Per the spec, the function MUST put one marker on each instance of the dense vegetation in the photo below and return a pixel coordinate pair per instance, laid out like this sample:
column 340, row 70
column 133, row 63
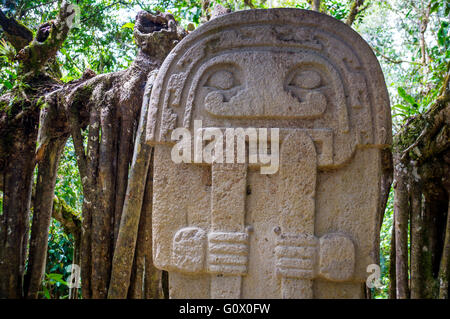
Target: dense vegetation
column 411, row 39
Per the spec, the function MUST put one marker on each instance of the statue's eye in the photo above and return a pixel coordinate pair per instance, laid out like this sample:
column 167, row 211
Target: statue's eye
column 306, row 80
column 221, row 80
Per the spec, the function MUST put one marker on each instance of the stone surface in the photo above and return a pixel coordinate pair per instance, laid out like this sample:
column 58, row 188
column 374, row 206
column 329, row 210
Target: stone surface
column 307, row 231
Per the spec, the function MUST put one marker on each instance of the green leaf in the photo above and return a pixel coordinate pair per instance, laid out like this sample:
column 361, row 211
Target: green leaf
column 408, row 98
column 46, row 293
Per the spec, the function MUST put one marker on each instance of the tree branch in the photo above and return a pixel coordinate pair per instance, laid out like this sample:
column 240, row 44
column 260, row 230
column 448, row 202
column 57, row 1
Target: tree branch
column 16, row 33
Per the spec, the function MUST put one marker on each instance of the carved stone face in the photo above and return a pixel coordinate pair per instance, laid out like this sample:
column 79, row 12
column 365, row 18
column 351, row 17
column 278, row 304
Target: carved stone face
column 256, row 84
column 224, row 230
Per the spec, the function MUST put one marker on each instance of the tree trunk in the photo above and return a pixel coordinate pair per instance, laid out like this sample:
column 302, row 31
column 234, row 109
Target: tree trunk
column 401, row 216
column 42, row 213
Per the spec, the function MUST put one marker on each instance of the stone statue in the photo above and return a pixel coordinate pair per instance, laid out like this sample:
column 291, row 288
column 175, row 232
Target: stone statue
column 308, row 230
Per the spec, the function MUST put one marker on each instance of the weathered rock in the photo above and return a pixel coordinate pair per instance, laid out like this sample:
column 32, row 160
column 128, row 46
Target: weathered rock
column 310, row 229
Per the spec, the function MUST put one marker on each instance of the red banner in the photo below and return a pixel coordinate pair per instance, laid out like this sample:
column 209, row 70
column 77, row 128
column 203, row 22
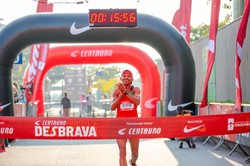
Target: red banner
column 239, row 44
column 182, row 18
column 211, row 48
column 112, row 128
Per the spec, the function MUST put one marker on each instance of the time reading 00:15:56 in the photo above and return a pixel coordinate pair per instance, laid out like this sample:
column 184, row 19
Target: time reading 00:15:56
column 112, row 17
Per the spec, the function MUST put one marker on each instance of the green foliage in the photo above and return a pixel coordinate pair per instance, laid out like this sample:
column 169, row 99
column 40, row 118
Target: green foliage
column 106, row 86
column 106, row 72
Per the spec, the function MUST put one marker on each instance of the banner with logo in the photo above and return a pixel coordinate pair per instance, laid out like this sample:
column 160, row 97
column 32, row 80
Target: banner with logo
column 112, row 128
column 239, row 44
column 182, row 18
column 211, row 48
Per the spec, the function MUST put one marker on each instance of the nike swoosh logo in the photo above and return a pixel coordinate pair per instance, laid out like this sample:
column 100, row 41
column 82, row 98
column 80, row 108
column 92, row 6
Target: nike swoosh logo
column 174, row 107
column 186, row 130
column 74, row 53
column 75, row 31
column 148, row 103
column 5, row 105
column 121, row 132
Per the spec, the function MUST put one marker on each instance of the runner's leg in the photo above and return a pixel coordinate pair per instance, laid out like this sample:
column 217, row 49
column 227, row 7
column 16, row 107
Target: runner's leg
column 134, row 145
column 122, row 151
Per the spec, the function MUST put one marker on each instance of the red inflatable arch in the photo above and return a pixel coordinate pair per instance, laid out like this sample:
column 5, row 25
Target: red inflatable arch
column 103, row 54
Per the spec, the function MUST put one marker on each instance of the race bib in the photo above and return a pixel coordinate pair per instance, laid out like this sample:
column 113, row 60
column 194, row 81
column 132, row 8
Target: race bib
column 126, row 106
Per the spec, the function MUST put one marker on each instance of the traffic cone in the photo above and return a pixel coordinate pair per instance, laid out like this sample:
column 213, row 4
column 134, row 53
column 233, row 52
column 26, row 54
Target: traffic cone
column 2, row 145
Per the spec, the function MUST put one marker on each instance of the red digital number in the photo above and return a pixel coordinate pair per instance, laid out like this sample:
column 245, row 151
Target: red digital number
column 98, row 17
column 132, row 17
column 125, row 17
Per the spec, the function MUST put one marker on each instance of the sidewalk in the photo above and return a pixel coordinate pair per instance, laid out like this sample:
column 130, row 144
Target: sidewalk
column 153, row 152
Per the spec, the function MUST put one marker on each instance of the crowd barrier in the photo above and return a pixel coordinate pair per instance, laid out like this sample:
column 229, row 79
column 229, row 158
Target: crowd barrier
column 239, row 140
column 20, row 110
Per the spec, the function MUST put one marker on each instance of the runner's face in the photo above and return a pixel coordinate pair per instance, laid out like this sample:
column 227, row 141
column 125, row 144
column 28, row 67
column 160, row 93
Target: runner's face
column 127, row 79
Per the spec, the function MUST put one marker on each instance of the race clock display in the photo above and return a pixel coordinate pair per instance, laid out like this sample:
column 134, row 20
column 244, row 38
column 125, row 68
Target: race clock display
column 112, row 17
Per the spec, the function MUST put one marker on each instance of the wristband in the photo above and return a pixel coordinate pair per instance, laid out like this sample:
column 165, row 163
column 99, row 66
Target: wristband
column 126, row 92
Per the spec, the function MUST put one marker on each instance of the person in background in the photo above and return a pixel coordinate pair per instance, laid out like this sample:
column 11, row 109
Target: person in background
column 90, row 100
column 181, row 112
column 126, row 98
column 66, row 105
column 83, row 105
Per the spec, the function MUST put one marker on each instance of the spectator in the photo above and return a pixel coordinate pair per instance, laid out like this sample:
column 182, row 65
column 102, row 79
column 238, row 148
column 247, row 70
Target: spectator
column 66, row 105
column 83, row 105
column 90, row 100
column 126, row 98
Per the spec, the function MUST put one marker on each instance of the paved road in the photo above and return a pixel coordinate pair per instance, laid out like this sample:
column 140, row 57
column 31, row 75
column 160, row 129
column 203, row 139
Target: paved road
column 153, row 152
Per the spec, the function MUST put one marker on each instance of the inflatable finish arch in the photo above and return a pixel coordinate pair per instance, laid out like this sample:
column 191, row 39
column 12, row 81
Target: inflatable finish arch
column 150, row 76
column 57, row 28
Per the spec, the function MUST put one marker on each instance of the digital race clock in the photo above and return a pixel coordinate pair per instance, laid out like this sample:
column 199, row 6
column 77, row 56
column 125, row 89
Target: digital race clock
column 112, row 18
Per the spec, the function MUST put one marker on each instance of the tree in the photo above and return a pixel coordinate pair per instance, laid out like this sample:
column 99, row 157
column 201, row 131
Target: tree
column 106, row 86
column 105, row 72
column 201, row 31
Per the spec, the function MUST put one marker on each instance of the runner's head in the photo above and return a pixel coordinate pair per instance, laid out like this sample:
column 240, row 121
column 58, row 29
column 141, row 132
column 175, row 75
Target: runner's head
column 126, row 77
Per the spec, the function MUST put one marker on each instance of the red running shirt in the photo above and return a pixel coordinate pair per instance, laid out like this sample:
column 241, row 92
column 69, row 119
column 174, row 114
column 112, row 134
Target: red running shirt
column 126, row 108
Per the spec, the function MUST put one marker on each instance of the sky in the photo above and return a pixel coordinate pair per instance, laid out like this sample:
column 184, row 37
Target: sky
column 164, row 9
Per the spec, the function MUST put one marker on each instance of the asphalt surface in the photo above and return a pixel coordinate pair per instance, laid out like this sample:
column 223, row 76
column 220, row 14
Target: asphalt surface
column 152, row 152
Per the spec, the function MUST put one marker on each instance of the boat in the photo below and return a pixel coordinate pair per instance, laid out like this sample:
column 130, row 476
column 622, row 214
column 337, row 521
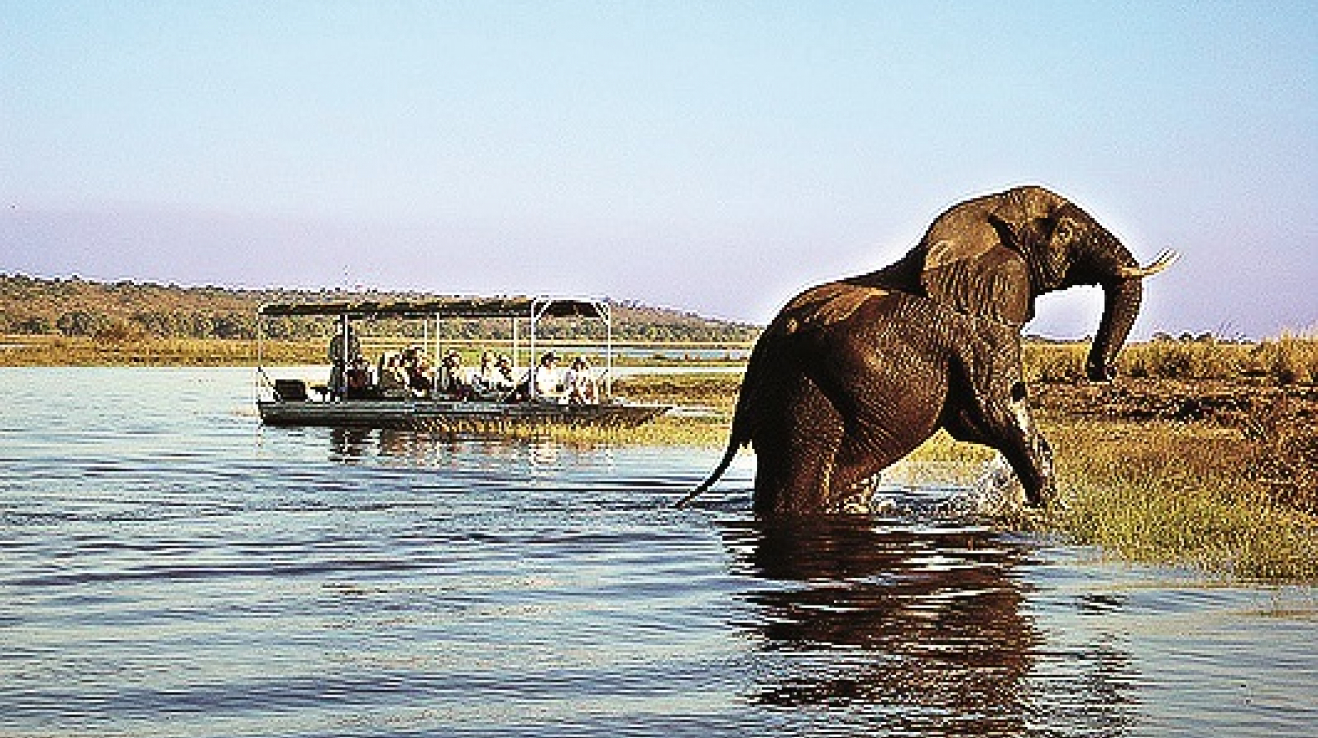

__WRITTEN PROBLEM__:
Could you copy out all of the lines above word for word, leaving the pictures out of your answer?

__SOLUTION TO THIS PROBLEM__:
Per the spec, the function MUST put one marker on each instance of the dense vegetation in the photo below and return a pixel coordinate pair per instance, laid out like this sample:
column 340, row 70
column 133, row 63
Target: dense vegetation
column 411, row 39
Per the spec, the function MUST put one marker on each instance of the statue's eye in the photo above and return a pixel coordinate pair per instance, laid out like this sample:
column 167, row 211
Target: statue's eye
column 306, row 80
column 221, row 80
Per the spec, the function MUST put one marker on each instance of the stone surface in the photo above and return a pixel coordinate pair per instance, laid out like this sample:
column 58, row 188
column 374, row 206
column 329, row 210
Target: stone surface
column 307, row 231
Per the spec, the function MUST put one marker on each instance of the green leaf in the photo above and return a pixel coordinate pair per instance, laid out like this sample:
column 361, row 211
Target: green leaf
column 408, row 98
column 46, row 293
Per the spec, the function MUST put one marker on each instance of the tree branch in the photo above and return a pixel coordinate pair per instance, laid out like this sample:
column 240, row 44
column 260, row 230
column 448, row 202
column 57, row 1
Target: tree branch
column 16, row 33
Per the spec, the function MUST put one marker on each instance of the carved stone face in the photo above and return a pixel coordinate pair per instance, laid out like this sample:
column 79, row 12
column 365, row 18
column 351, row 17
column 278, row 304
Target: carved stone face
column 256, row 84
column 224, row 230
Per the spec, the function MUST put one marker on each instance of the tree trunk in the photo above and return a pixel coordinate pair per instance, laid out like this sample:
column 302, row 31
column 234, row 109
Target: tree trunk
column 401, row 216
column 42, row 213
Per the spec, the function MUST put one marker on each instance of the stone statue in the photo above and return a pixel coordinate pair per instance, laid out like this sample:
column 291, row 288
column 175, row 232
Target: stone statue
column 308, row 230
Per the spec, the function MUST put one marker on each instance of the weathered rock in the photo above and return a pixel coordinate pair per instance, laid out like this sample:
column 32, row 160
column 128, row 46
Target: weathered rock
column 310, row 229
Per the spec, the function MUST put one marker on each instance of the red banner in the photo below and return a pixel coordinate pair per instance, laid out like this sample:
column 209, row 70
column 77, row 128
column 203, row 22
Target: red banner
column 239, row 44
column 182, row 18
column 211, row 48
column 112, row 128
Per the spec, the function MUST put one marker on each instance of the time reading 00:15:56 in the photo above and return a pixel coordinate pair per instance, laid out like this sample:
column 184, row 19
Target: time reading 00:15:56
column 112, row 17
Per the spec, the function MUST put one marker on each instance of the green foliage in the photo above and return a pixel coordinate pair per instance, laid out like this sample:
column 169, row 99
column 40, row 118
Target: green foliage
column 106, row 86
column 106, row 72
Per the spec, the function MUST put one marker on each instance of the banner with logo in the photo above and return a pixel coordinate pair per instance, laid out like this sample:
column 160, row 97
column 32, row 80
Target: banner with logo
column 112, row 128
column 239, row 44
column 182, row 18
column 211, row 48
Per the spec, the function MUST put one marker on each instance of the nike swoosh logo in the photo above and return a pixel coordinate pair per instance, laid out like this sample:
column 100, row 41
column 82, row 98
column 80, row 108
column 92, row 6
Target: nike swoosh logo
column 174, row 107
column 186, row 130
column 74, row 53
column 75, row 31
column 148, row 103
column 5, row 105
column 121, row 132
Per the spec, the function MUST put one marker on each instance of the runner's leg in the photo above and return a pixel coordinate pair per instance, laid out like this sample:
column 217, row 49
column 227, row 7
column 16, row 107
Target: runner's leg
column 134, row 145
column 122, row 151
Per the spec, the function MUST put one marker on each instance of the red inflatable arch in the photo above and return a pixel coordinate pair per instance, laid out like this sample:
column 5, row 25
Target: red inflatable arch
column 103, row 54
Per the spec, the function MUST put one marker on each instance of the race bib in the photo above and return a pixel coordinate pair per instance, laid out like this sample:
column 113, row 60
column 194, row 81
column 132, row 8
Target: race bib
column 126, row 106
Per the spec, the function MUST put one marker on each instance of the traffic cone in the photo above and return a pixel coordinate pair per instance, laid out like this sample:
column 213, row 4
column 134, row 53
column 233, row 52
column 26, row 54
Target: traffic cone
column 2, row 145
Per the spec, the function MUST put one marker on each instance of the red digital number in the photo above and return a pixel coordinate pair per instance, laid out like this sample:
column 245, row 151
Target: red digital number
column 98, row 17
column 132, row 17
column 125, row 17
Per the spec, the function MUST put one marker on each instance of the sidewalk in the photo above and return a pixel coordinate pair per instance, laid out like this sample:
column 130, row 144
Target: sidewalk
column 153, row 152
Per the spec, the function MUST put one marker on each instance of the crowd barrier in the photo above and return a pixel coordinate pair per instance, laid out like this sample:
column 229, row 79
column 229, row 158
Target: crowd barrier
column 239, row 140
column 20, row 110
Per the spec, the function MUST put one marker on each instance of the runner's face in the photo above and return a pixel coordinate pair per instance, laid out like this sample:
column 227, row 141
column 125, row 144
column 28, row 67
column 160, row 93
Target: runner's face
column 127, row 79
Per the spec, the function MUST put one marker on each instance of the race clock display in the photo above and return a pixel coordinate pair per instance, laid out like this sample:
column 134, row 20
column 244, row 38
column 125, row 68
Target: race clock display
column 112, row 17
Per the spec, the function MUST put one marker on each instance of the wristband in the photo above and return a pixel coordinate pair per instance, laid out like this sample:
column 165, row 163
column 99, row 66
Target: wristband
column 126, row 92
Per the spec, the function MUST put one marker on each instance of the person in background in the photo above and return a pixel coordinate pair per instance, laid out like this sample:
column 11, row 109
Target: person in background
column 90, row 100
column 181, row 112
column 126, row 98
column 66, row 105
column 83, row 105
Per the spec, the function MUST put one marker on each instance of the spectator in the photo above and return a pixel coordinate pair per instance, laid out like this sample:
column 182, row 65
column 102, row 79
column 238, row 148
column 247, row 70
Target: spectator
column 66, row 105
column 83, row 105
column 90, row 100
column 126, row 98
Per the spec, the function MUST put one marker on each instance of the paved road in the photo above and return a pixel coordinate pair per instance, laid out like this sample:
column 140, row 57
column 31, row 75
column 160, row 129
column 203, row 139
Target: paved road
column 153, row 152
Per the spec, the function MUST put one marker on each instance of the inflatable finish arch in the photo above and return a pixel coordinate pair per instance, laid out like this sample:
column 191, row 39
column 12, row 81
Target: inflatable finish arch
column 150, row 76
column 57, row 28
Per the spec, the function MUST put one marker on each instance of the digital race clock in the photo above and return a pixel coordinate pair per instance, laid out like this sample:
column 199, row 6
column 77, row 56
column 125, row 89
Target: digital race clock
column 112, row 18
Per the spec, the function MUST put one marker on each instance of the tree in the photo above and return a pixel coordinate pair per instance, laid out like this sample:
column 99, row 157
column 201, row 131
Target: tree
column 106, row 86
column 105, row 72
column 201, row 31
Per the spec, the function MUST put one marker on each instance of the runner's head in the photo above and return a pixel coordinate pair per instance, laid out like this sample:
column 240, row 121
column 58, row 29
column 141, row 132
column 175, row 75
Target: runner's head
column 126, row 77
Per the spec, the function MUST put one marker on each instance of the red running shirt in the photo above and return a pixel coordinate pair per instance, laid out like this sample:
column 241, row 92
column 69, row 119
column 174, row 114
column 112, row 134
Target: red running shirt
column 126, row 108
Per the spec, the function MUST put one marker on each instance of the sky in the photo above and return a pixel coordinate pair per instance, laid out like this sample:
column 184, row 37
Target: sky
column 164, row 9
Per the spec, the function MUST put one marker on each instance of the asphalt surface in the photo above and return a pixel coordinate pair per instance, laid out like this sample:
column 223, row 76
column 220, row 14
Target: asphalt surface
column 152, row 152
Per the spec, the function MUST put one marker on each instance of the boat in the photo below and return a pixel coordinate pair per instance, laid out like this sample:
column 130, row 476
column 622, row 214
column 337, row 521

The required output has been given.